SET OF TASKS:
**a)** In the article about Arsenal's win over Brighton, reproduce the passage from "For critics, it’s" up to and including "style of play.".
**b)** According to the article on Arsenal's narrow win over Brighton, who is the Seagulls boss?
**c)** Continue the news article about Fabian Hurzeler's critique of Arsenal from its last sentence.

EXCERPTED PASSAGE:
-------------------------

Arsenal
‘Only one team tried to play football’: Brighton boss fires shots at Arteta’s Arsenal in narrow defeat
Last Updated on 4 March 2026
Arsenal may be marching toward the Premier League title, but not everyone is impressed with how they’re doing it.
After the Gunners edged past Brighton, Seagulls boss Fabian Hurzeler reignited the growing debate around Mikel Arteta’s tactics, suggesting Arsenal’s approach had more to do with killing the game than playing it.
For critics, it’s the latest example of a team that wins efficiently but often leaves neutrals wondering where the football actually went.
Fabian Hurzeler does not hold back in his critique of Mikel Arteta’s style of play
Fabian Hurzeler fired shots at Arteta after Brighton’s narrow defeat to Arsenal, delivering a pointed critique that has quickly fueled another round of debate about the Gunners’ style of play.

-------------------------

EXTRACTED ENTRIES:
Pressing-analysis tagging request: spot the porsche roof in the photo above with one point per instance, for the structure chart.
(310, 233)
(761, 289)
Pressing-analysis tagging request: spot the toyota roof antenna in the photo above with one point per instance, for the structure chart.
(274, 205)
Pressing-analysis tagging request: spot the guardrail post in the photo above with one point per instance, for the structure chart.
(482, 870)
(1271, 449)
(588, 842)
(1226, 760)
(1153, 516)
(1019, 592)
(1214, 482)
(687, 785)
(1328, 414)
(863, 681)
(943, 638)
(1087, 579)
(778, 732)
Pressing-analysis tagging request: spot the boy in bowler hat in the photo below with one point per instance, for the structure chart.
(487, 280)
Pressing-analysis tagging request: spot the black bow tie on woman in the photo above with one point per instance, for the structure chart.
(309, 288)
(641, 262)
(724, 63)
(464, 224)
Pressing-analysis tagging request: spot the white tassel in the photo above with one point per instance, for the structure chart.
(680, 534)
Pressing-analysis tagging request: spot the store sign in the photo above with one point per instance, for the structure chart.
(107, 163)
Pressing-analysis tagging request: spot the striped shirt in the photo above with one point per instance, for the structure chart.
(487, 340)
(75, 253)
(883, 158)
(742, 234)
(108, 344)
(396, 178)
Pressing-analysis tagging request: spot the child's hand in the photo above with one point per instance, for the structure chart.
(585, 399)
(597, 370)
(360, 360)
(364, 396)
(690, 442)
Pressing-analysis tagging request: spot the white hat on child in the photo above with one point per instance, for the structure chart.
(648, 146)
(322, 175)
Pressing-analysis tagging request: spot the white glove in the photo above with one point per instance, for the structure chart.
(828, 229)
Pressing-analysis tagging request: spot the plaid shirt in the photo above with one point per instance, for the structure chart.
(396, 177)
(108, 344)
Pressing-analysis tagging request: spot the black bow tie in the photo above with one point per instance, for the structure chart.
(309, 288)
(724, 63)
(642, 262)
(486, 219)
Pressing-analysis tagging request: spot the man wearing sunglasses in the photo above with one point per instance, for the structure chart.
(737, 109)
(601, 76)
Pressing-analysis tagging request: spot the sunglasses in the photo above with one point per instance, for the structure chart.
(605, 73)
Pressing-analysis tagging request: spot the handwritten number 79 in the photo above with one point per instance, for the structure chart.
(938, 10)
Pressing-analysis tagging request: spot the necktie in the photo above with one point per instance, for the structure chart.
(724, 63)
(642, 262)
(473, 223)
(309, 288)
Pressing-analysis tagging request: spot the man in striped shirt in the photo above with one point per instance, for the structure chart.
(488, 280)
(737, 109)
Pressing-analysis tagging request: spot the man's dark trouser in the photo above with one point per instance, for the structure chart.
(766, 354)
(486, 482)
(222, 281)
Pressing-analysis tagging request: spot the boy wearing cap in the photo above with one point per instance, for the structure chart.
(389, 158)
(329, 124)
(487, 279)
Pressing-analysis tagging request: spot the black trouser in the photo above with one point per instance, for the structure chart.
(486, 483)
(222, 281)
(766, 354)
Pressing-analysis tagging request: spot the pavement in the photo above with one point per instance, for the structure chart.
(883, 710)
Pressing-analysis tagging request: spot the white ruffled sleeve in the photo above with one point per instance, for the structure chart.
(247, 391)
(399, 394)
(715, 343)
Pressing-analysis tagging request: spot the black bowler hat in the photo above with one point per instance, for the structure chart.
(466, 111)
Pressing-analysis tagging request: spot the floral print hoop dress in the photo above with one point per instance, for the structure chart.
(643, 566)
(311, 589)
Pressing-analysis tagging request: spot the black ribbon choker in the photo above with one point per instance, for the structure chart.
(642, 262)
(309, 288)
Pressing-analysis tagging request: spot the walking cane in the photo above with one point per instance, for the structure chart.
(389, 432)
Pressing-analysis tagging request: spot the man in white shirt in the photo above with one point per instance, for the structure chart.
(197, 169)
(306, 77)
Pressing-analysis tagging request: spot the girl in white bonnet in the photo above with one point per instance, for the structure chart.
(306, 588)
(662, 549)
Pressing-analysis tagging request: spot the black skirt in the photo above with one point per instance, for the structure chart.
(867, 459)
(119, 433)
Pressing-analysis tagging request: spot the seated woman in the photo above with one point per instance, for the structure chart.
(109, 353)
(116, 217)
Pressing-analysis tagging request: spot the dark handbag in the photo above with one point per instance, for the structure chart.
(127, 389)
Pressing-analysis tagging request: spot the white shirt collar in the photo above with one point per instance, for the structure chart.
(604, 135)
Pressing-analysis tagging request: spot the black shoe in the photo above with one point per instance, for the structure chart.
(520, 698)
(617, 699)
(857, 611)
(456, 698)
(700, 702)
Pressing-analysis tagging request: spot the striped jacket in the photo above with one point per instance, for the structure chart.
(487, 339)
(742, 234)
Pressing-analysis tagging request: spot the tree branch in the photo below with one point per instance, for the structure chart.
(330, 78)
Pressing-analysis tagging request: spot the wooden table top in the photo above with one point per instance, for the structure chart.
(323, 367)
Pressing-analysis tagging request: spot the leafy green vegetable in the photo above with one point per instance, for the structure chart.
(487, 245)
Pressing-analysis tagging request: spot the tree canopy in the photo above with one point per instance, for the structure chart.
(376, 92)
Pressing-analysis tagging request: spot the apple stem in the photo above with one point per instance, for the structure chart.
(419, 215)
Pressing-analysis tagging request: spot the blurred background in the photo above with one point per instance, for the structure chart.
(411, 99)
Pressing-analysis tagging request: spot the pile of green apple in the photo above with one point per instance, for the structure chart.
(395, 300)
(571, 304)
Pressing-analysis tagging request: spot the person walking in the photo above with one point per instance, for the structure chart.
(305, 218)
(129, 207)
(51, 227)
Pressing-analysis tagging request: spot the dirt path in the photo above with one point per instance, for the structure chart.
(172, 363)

-------------------------

TASK-BY-TASK ANSWERS:
**a)**
For critics, it’s the latest example of a team that wins efficiently but often leaves neutrals wondering where the football actually went.
Fabian Hurzeler does not hold back in his critique of Mikel Arteta’s style of play
Fabian Hurzeler fired shots at Arteta after Brighton’s narrow defeat to Arsenal, delivering a pointed critique that has quickly fueled another round of debate about the Gunners’ style of play.

**b)** Fabian Hurzeler

**c)**
“There was only one team who tried to play football today. Think statistics never lie. We conceded one shot on goal. We weren’t that effective. In the final third we should have created more chances.”
His frustration appeared to center on Arsenal’s repeated game management tactics: delays during set pieces, players taking their time over restarts, and strategic pauses designed to drain the rhythm out of Brighton’s attacking phases.
While these methods are perfectly legal, and undeniably effective, they’ve increasingly become a defining feature of Arteta’s Arsenal. To supporters, it’s smart game management. To critics like Hurzeler, it’s a calculated way of suffocating the spectacle.
“In the end, it is about the rules. If the referee allows everything, at the moment they are doing their own rules. I ask one question. Did you see a Premier League game, a goalkeeper going down three times.”
Arsenal’s pragmatism isn’t all bad: Gunners open up a seven point gap at the top
The irony of the criticism is that Arsenal are winning. In fact, they’re winning consistently enough to sit comfortably at the top of the table. After their narrow win at the Amex and with Manchester City dropping points at home to Nottingham Forest, Arsenal are cruising.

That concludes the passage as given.